Die Schweiz im Goldfieber
Kein anderes Land der Welt besitzt mehr Goldreserven pro Einwohner als die Schweiz. Doch gemäss den Initianten einer Volksinitiative reichen diese nicht. Sie verlangen, die Goldreserven der Nationalbank massiv zu erhöhen. Über dieses Anliegen stimmt das Schweizer Stimmvolk am 30. November ab. Wie stark fühlen sich die Schweizer dem Gold noch verbunden?
Die Schweizer Nationalbank (SNB) besitzt 1040 Tonnen Gold . Damit steht sie in Bezug auf die absoluten Goldreserven in der Länderstatistik weltweit an siebter Stelle. Auf jede Schweizerin und jeden Schweizer kommen 128 Gramm dieses wertvollen Edelmetalls, ohne die Goldbarren und Vreneli zu zählen, die viele zu Hause haben. Mit diesem Gold-Besitz pro Kopf übertrifft die Schweiz alle anderen Länder bei weitem: Die Deutschen verfügen über 42 Gramm, die Italiener über 40 Gramm, die Franzosen über 28 Gramm und die Amerikaner über 26 Gramm.
Dieser Goldschatz könnte sich in den nächsten Jahren sogar verdreifachen, falls das Stimmvolk am 30. November der Volksinitiative «Rettet unser Schweizer Gold!» zustimmen sollte, die von einigen rechts-konservativen Politikern lanciert wurde. Diese Volksinitiative verlangt, dass der Goldanteil der Währungsreserven mindestens 20 Prozent betragen muss. Um dieses Ziel zu erreichen, wird eine Frist von fünf Jahren eingeräumt.
Auf der Basis der aktuellen Bestände müsste die Nationalbank ihre Goldreserven um 2500 bis 3000 Tonnen aufstocken. In diesem Fall verfügten nur noch Länder wie die USA und Deutschland über höhere Goldreserven. Die kleine Schweiz würde an die dritte Stelle rücken.
Plattform für Goldhandel
Nicht zum ersten Mal muss sich das Schweizer Volk zu den Goldreserven der Nationalbank an der Urne äussern. Das Gold steht immer wieder im Mittelpunkt politischer Kontroversen oder ist Gegenstand von Spannungen mit anderen Ländern. Daher muss man sich fragen: Sind die Schweizer dem Gold in besonderer Weise verbunden? Und warum haben die Schweizer eigentlich so viel Gold angehäuft?
«Meiner Meinung nach gibt es vor allem zwei Gründe: Einerseits kannte die Schweiz in den letzten 150 Jahren eine grosse wirtschaftliche Stabilität. Die Staatsrechnung schloss häufig mit einem Überschuss ab, der dann in den Ankauf von Gold investiert wurde. Andererseits wurde die Schweiz von grossen Konflikten und Krisen verschont. In den Jahren zwischen den beiden Weltkriegen, als es weltweit eine Wirtschaftsdepression und hohe Inflation gab, hatten auch andere Länder viel Gold gekauft. Doch zum Grossteil haben die Nazis diese Bestände geplündert, wie im Falle von Holland oder Belgien», erklärt Tobias Straumann, Dozent für Wirtschaftsrecht an der Universität Zürich.

> EXTRAHIERTES MATERIAL
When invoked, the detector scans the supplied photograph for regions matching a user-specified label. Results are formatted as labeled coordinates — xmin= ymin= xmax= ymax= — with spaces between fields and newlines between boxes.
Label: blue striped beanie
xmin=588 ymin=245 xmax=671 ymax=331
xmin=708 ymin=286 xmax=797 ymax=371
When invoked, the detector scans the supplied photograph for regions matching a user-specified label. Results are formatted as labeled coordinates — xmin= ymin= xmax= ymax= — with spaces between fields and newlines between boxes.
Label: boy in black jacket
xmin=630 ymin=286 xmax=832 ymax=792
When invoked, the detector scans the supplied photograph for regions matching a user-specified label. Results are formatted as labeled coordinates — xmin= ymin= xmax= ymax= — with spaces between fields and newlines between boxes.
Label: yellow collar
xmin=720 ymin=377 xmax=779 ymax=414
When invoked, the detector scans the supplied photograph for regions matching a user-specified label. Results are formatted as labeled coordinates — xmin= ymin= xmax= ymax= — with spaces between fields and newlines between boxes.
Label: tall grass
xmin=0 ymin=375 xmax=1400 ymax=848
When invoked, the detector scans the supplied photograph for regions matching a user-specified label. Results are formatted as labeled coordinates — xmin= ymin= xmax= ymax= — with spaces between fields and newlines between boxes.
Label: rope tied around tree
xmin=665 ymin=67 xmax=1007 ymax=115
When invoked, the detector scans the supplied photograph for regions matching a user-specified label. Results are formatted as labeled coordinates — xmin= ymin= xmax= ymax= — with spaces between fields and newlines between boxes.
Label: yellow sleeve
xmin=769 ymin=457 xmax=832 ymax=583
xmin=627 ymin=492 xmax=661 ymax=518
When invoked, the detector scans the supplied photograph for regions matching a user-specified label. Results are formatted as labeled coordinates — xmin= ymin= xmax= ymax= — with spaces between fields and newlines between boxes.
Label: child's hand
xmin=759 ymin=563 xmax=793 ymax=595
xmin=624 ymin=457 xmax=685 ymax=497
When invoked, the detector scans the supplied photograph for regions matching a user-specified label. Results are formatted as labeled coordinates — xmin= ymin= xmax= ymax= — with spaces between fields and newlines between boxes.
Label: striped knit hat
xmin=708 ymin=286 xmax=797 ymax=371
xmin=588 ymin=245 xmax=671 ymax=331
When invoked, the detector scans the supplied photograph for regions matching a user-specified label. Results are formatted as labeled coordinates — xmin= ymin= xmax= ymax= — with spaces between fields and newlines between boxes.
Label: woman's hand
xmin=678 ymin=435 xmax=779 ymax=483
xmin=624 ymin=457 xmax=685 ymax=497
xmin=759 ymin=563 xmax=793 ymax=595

> ARBEITSAUFTRAG A
Prüfen Sie, ob die folgenden Aussagen mit dem Text über die Schweizer Goldreserven übereinstimmen, und antworten Sie jeweils mit Ja oder Nein samt den entscheidenden Worten des Textes als wörtlichem Zitat. (i) Die Schweizerische Nationalbank besitzt 1040 Tonnen Gold. (ii) Die Volksinitiative verlangt einen Goldanteil der Währungsreserven von mindestens 30 Prozent. (iii) Pro Kopf verfügen die Deutschen über mehr Gold als die Italiener.
> ARBEITSAUFTRAG B
Schreiben Sie aus dem Text über die Schweizer Goldreserven die Stelle von „Die Schweiz im“ bis „Gold noch verbunden?“ wortgetreu ab.

> LÖSUNG A
(i) Ja: „Die Schweizer Nationalbank (SNB) besitzt 1040 Tonnen Gold“
(ii) Nein: „dass der Goldanteil der Währungsreserven mindestens 20 Prozent betragen muss“
(iii) Ja: „Die Deutschen verfügen über 42 Gramm, die Italiener über 40 Gramm“

> LÖSUNG B
Die Schweiz im Goldfieber
Kein anderes Land der Welt besitzt mehr Goldreserven pro Einwohner als die Schweiz. Doch gemäss den Initianten einer Volksinitiative reichen diese nicht. Sie verlangen, die Goldreserven der Nationalbank massiv zu erhöhen. Über dieses Anliegen stimmt das Schweizer Stimmvolk am 30. November ab. Wie stark fühlen sich die Schweizer dem Gold noch verbunden?